▶ _Exercise description_
Please rewrite the items starting at the line that contains "Annotate the red date" and ending at the last of the items, keeping the requests unchanged but scaling every coordinate in the answers by 0.9 and rounding to whole numbers, with halves rounded up.

=== Entries shown ===

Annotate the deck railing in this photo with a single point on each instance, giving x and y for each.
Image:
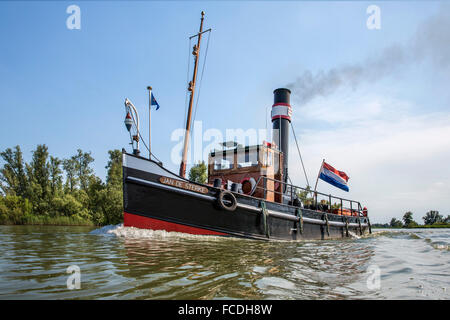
(290, 191)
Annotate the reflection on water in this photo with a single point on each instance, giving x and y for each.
(128, 263)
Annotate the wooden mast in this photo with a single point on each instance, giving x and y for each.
(191, 88)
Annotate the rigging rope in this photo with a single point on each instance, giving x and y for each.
(142, 139)
(201, 77)
(187, 81)
(299, 153)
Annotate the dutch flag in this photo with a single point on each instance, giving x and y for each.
(335, 177)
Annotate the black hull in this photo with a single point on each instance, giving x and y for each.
(150, 204)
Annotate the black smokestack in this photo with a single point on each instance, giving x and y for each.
(281, 120)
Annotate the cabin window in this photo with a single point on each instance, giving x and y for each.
(247, 158)
(224, 163)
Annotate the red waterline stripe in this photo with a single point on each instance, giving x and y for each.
(133, 220)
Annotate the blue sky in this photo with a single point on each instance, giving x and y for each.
(66, 88)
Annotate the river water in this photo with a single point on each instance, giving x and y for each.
(126, 263)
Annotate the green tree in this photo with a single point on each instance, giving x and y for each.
(69, 166)
(432, 217)
(13, 178)
(38, 173)
(199, 173)
(447, 220)
(55, 176)
(82, 167)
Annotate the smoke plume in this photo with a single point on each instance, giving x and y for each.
(430, 41)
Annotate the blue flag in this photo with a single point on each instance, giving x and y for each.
(154, 102)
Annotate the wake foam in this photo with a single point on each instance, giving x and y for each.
(136, 233)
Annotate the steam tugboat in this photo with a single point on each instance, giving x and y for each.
(248, 193)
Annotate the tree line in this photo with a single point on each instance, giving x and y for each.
(49, 190)
(431, 219)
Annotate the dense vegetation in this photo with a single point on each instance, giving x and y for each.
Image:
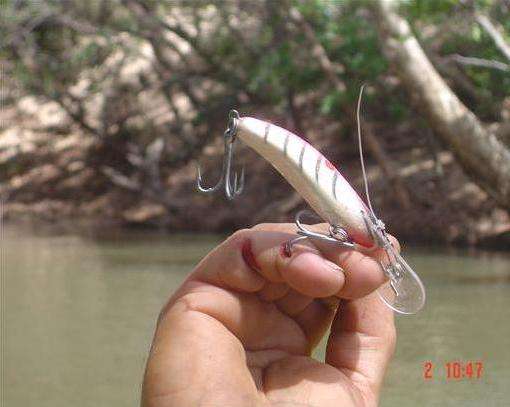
(143, 88)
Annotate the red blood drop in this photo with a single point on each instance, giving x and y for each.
(329, 165)
(285, 250)
(248, 257)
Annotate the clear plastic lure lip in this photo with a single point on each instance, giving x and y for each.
(404, 292)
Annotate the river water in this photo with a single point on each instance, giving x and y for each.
(79, 313)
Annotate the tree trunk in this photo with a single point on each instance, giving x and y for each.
(374, 145)
(481, 155)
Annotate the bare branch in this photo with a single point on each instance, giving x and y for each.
(481, 155)
(480, 62)
(374, 145)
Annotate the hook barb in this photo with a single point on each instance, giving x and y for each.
(233, 182)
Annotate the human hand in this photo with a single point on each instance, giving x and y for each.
(240, 329)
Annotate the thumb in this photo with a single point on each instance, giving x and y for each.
(362, 342)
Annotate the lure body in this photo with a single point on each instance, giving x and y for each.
(311, 174)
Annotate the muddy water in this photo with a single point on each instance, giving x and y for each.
(78, 316)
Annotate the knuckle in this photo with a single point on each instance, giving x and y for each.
(264, 226)
(238, 237)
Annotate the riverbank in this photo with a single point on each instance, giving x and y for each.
(54, 173)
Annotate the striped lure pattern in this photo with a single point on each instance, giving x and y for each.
(311, 174)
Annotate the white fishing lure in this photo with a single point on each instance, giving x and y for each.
(313, 176)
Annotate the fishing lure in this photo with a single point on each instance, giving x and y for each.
(353, 223)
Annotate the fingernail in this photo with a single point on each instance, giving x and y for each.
(247, 253)
(334, 267)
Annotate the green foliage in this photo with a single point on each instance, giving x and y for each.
(270, 59)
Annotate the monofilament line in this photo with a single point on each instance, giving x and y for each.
(360, 147)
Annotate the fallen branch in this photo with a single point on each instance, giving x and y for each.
(374, 145)
(481, 155)
(480, 62)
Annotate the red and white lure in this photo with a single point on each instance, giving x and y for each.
(352, 223)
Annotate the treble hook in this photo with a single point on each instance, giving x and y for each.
(233, 185)
(337, 235)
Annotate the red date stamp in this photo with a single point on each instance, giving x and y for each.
(453, 370)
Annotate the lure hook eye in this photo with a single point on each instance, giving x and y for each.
(232, 182)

===

▶ _Exercise response_
Annotate the red date stamp in this photo with a single point on each instance, giving x and y for each.
(408, 333)
Annotate the lure hook eye in this photo with a single point on each instance, giving x and y for each.
(209, 164)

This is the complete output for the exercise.